**WRITTEN INSTRUCTION A:**
In the sage-dia parameter reference below, turn the paragraph that begins "Spectral library file." into a short list that keeps its main facts.
**WRITTEN INSTRUCTION B:**
Using the sage-dia parameter reference below, answer each question briefly:
(i) What is the default value of --output?
(ii) What is the default value of --top-n-frags?
(iii) Which --predictor value is described as faster?

14.3 SageDIA
14.3.2 SageDIA parameters

SageDIA Parameters

Full parameter reference for sage-dia. Run sage-dia --help for the latest options.


Input / Output

Positional: <mzparquet>

Input spectrum files in mzParquet format. Accepts multiple files and glob patterns.

--mzbinary <FILES...>

Pre-computed quant files from a previous --quant-only run. Used for two-phase workflows.

--library <FILE> (default: "")

Spectral library file. Supported formats: .tsv, .predicted.tsv, .parquet, .sagelib (fast binary cache).

A .sagelib cache is automatically created next to the library on first use, speeding up subsequent loads.

--output <FILE> (default: r.tsv)

Output file path for the main results TSV.


Search Parameters

--scan-radius <INT> (default: 6)

Number of cycles around each candidate peak to extract for feature computation.

--min-product-len <INT> (default: 3)

Minimum fragment ion length (number of amino acid residues).

--min-charge <INT> (default: 1)

Minimum fragment ion charge state.

--max-charge <INT> (default: 255)

Maximum fragment ion charge state. Set to 255 for no limit.

--top-n-frags <INT> (default: 12)

Maximum number of fragment ions per precursor to use for scoring.

--precursor-isotope <INT> (default: 2)

Number of precursor isotope channels (M0, M1, ...) to extract.

--mass-ppm-tol <FLOAT> (default: 0.0)

Fixed mass tolerance in ppm. When 0.0, tolerance is determined automatically from calibration.

--label <STRING> (default: "")

SILAC/label definition. Format: <AminoAcid>:<MassDelta>.

--custom-mod <STRING> (default: "")

Custom modification substitution. Format: <Mod1>:<Mass1>,<Mod2>:<Mass2>.


Predictor / Scoring

--predictor <MODE> (default: auto)

Scoring model for discriminant analysis.

ValueDescription
autoTry both LDA and XGBoost, pick whichever gives more IDs (default)
ldaLinear Discriminant Analysis — faster
xgboostGradient boosting — more accurate on complex datasets

--xgboost-iterations <INT> (default: 5)

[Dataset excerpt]
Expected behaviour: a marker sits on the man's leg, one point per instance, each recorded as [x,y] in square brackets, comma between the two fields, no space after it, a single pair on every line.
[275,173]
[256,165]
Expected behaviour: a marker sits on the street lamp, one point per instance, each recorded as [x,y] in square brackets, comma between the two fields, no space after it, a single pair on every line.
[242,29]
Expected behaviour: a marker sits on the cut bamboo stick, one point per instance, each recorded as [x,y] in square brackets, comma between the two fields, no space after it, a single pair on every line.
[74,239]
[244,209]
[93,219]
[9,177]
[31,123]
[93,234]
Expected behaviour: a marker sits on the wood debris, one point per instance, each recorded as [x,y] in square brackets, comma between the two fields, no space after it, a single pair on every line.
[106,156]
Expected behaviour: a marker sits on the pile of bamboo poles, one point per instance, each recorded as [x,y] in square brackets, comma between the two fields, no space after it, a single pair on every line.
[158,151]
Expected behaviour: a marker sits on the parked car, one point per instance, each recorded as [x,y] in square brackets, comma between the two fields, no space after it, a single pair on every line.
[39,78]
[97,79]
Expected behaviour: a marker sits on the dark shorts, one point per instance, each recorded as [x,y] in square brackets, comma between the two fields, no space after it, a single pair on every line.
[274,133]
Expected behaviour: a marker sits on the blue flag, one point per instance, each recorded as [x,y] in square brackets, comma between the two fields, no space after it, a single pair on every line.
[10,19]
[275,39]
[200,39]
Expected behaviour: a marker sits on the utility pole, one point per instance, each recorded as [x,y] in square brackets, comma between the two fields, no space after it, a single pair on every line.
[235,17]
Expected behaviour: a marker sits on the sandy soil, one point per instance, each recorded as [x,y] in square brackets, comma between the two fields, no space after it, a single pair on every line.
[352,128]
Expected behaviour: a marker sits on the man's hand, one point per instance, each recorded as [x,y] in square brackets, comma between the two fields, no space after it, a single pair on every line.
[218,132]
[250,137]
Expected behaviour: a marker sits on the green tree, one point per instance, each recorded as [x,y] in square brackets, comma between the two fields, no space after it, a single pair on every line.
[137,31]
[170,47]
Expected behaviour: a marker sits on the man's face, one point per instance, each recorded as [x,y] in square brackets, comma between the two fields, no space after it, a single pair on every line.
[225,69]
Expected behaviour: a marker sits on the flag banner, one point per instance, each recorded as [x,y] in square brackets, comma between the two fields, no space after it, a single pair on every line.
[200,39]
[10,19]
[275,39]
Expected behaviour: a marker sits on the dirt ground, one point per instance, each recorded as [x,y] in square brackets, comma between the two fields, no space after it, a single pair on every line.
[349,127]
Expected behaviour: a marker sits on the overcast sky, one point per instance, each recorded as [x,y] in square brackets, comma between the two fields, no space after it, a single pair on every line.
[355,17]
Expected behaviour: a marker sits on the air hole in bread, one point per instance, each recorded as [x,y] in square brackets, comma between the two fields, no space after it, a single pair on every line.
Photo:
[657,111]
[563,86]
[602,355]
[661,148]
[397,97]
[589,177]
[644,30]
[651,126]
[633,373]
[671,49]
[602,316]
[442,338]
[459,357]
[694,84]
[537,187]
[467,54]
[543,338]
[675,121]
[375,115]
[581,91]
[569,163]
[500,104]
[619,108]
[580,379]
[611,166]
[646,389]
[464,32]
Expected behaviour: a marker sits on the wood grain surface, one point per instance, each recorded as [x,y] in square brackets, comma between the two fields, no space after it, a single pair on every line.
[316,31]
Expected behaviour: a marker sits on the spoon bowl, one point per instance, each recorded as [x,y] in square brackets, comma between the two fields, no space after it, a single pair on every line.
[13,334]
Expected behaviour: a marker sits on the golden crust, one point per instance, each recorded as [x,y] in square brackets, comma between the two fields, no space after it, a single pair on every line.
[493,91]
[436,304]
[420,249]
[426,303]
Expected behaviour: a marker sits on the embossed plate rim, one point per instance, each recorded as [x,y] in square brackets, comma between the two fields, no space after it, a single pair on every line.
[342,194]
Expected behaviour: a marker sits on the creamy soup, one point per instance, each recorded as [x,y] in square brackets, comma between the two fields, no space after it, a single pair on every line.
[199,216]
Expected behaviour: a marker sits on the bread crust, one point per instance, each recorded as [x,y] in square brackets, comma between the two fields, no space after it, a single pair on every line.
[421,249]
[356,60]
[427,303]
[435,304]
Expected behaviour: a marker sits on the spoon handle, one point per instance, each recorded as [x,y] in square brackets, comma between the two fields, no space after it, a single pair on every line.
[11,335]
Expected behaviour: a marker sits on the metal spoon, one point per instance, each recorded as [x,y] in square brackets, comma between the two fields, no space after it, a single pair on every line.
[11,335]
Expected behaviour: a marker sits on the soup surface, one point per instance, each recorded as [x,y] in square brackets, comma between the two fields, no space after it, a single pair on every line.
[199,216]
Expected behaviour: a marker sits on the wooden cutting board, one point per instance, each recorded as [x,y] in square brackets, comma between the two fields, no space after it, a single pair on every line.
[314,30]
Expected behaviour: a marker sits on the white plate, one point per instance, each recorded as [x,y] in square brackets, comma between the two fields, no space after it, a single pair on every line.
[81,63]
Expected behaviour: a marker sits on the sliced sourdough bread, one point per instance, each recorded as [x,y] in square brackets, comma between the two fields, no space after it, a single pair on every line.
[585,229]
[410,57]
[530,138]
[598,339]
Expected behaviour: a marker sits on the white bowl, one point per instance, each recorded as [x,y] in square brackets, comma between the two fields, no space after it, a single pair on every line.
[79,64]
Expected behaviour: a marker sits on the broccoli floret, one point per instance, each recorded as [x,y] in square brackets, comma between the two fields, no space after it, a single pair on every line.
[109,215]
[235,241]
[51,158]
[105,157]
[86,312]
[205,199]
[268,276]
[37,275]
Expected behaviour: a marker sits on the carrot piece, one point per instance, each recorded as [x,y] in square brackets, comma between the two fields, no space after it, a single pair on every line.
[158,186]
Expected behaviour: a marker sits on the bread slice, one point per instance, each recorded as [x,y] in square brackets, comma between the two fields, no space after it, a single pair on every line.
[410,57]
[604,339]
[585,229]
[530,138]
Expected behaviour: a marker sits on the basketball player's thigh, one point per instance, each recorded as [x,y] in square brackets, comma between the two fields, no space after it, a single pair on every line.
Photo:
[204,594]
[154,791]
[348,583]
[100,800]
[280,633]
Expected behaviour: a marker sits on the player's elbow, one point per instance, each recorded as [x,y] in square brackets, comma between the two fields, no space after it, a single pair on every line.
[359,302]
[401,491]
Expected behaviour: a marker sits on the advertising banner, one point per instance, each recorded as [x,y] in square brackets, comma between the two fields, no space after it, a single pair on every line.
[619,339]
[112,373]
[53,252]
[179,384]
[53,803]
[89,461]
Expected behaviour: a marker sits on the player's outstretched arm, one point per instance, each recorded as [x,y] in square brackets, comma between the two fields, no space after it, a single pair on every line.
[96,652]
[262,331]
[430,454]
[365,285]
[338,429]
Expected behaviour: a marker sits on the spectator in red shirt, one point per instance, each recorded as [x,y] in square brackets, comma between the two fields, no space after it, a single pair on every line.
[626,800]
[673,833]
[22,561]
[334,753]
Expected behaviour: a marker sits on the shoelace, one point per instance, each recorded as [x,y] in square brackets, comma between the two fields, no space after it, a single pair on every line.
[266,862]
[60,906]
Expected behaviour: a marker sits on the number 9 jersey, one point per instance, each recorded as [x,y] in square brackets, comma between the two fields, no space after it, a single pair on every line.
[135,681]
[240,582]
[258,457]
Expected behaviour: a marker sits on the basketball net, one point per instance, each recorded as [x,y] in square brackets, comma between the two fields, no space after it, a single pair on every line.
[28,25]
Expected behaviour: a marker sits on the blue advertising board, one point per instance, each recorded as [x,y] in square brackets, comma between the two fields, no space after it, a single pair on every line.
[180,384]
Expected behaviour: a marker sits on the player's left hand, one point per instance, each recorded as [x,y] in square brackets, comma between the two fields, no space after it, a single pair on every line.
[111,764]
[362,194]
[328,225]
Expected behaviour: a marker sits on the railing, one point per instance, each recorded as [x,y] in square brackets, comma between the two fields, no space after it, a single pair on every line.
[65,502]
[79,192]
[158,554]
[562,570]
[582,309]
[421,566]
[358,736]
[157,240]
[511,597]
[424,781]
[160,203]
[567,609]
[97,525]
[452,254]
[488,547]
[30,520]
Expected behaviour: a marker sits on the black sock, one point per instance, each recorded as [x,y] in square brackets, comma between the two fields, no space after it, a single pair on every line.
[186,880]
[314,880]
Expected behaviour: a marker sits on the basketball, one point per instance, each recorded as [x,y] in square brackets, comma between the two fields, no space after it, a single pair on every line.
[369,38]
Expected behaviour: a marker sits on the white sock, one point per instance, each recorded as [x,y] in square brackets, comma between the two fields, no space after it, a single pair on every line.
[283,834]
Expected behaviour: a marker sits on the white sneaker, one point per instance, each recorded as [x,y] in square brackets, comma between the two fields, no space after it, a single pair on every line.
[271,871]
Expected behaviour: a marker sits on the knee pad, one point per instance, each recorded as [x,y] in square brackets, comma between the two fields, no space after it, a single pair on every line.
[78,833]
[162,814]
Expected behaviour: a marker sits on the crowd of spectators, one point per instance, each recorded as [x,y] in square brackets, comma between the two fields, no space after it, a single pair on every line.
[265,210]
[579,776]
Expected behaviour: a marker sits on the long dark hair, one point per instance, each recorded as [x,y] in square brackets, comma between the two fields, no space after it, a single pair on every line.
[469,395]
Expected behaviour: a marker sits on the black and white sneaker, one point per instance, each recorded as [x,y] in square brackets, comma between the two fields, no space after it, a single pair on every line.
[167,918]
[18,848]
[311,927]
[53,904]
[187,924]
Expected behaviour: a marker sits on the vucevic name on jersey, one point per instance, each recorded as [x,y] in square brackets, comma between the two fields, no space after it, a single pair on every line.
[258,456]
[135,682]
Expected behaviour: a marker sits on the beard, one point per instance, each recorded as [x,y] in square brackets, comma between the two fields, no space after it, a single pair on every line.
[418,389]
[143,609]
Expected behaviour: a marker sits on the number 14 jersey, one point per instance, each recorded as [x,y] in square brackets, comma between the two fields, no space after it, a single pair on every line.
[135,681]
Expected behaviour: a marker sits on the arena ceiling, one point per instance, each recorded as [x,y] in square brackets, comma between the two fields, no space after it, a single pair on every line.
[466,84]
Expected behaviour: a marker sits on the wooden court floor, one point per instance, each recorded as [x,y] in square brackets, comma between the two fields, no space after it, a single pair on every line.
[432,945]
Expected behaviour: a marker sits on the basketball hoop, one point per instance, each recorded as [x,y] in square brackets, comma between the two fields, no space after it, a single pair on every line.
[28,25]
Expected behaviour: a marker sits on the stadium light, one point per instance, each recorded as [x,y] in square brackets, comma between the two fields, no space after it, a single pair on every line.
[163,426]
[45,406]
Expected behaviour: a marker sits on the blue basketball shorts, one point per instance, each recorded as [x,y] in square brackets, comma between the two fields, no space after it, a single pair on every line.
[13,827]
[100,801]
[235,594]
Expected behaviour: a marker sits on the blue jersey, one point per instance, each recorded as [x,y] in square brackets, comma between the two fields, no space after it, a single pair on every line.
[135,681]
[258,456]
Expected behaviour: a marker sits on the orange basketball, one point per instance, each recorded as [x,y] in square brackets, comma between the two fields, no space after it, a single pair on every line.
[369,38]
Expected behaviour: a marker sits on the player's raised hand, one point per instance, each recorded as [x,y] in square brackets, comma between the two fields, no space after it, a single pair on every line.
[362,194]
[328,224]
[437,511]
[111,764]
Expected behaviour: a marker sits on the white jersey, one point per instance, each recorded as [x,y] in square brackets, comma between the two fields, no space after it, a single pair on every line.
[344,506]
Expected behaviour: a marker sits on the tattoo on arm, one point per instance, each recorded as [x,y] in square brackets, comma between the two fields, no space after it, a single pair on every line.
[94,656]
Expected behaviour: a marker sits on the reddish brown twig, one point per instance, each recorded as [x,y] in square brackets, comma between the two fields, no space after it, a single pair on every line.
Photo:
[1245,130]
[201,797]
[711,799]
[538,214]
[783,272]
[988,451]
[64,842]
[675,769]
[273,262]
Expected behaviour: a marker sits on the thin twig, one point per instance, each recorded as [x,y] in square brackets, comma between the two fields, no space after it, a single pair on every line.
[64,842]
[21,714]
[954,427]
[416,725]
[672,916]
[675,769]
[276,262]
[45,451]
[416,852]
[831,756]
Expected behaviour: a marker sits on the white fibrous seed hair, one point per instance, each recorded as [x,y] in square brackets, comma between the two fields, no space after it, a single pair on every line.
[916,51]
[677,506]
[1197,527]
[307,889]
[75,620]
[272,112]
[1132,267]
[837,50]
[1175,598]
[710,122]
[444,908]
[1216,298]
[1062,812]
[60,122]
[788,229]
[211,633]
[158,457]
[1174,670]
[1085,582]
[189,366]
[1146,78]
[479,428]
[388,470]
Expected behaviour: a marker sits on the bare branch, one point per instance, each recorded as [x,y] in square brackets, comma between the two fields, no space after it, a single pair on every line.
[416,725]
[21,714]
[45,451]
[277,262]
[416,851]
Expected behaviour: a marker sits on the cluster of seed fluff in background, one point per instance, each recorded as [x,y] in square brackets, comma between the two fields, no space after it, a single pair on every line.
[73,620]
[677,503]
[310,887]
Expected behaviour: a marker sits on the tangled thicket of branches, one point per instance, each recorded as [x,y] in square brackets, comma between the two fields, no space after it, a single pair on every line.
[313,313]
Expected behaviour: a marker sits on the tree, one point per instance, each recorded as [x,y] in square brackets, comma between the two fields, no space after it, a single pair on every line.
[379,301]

**COMPLETE RESPONSE A:**
- Purpose: spectral library file
- Supported formats: .tsv, .predicted.tsv, .parquet, .sagelib (fast binary cache)

**COMPLETE RESPONSE B:**
(i) r.tsv
(ii) 12
(iii) lda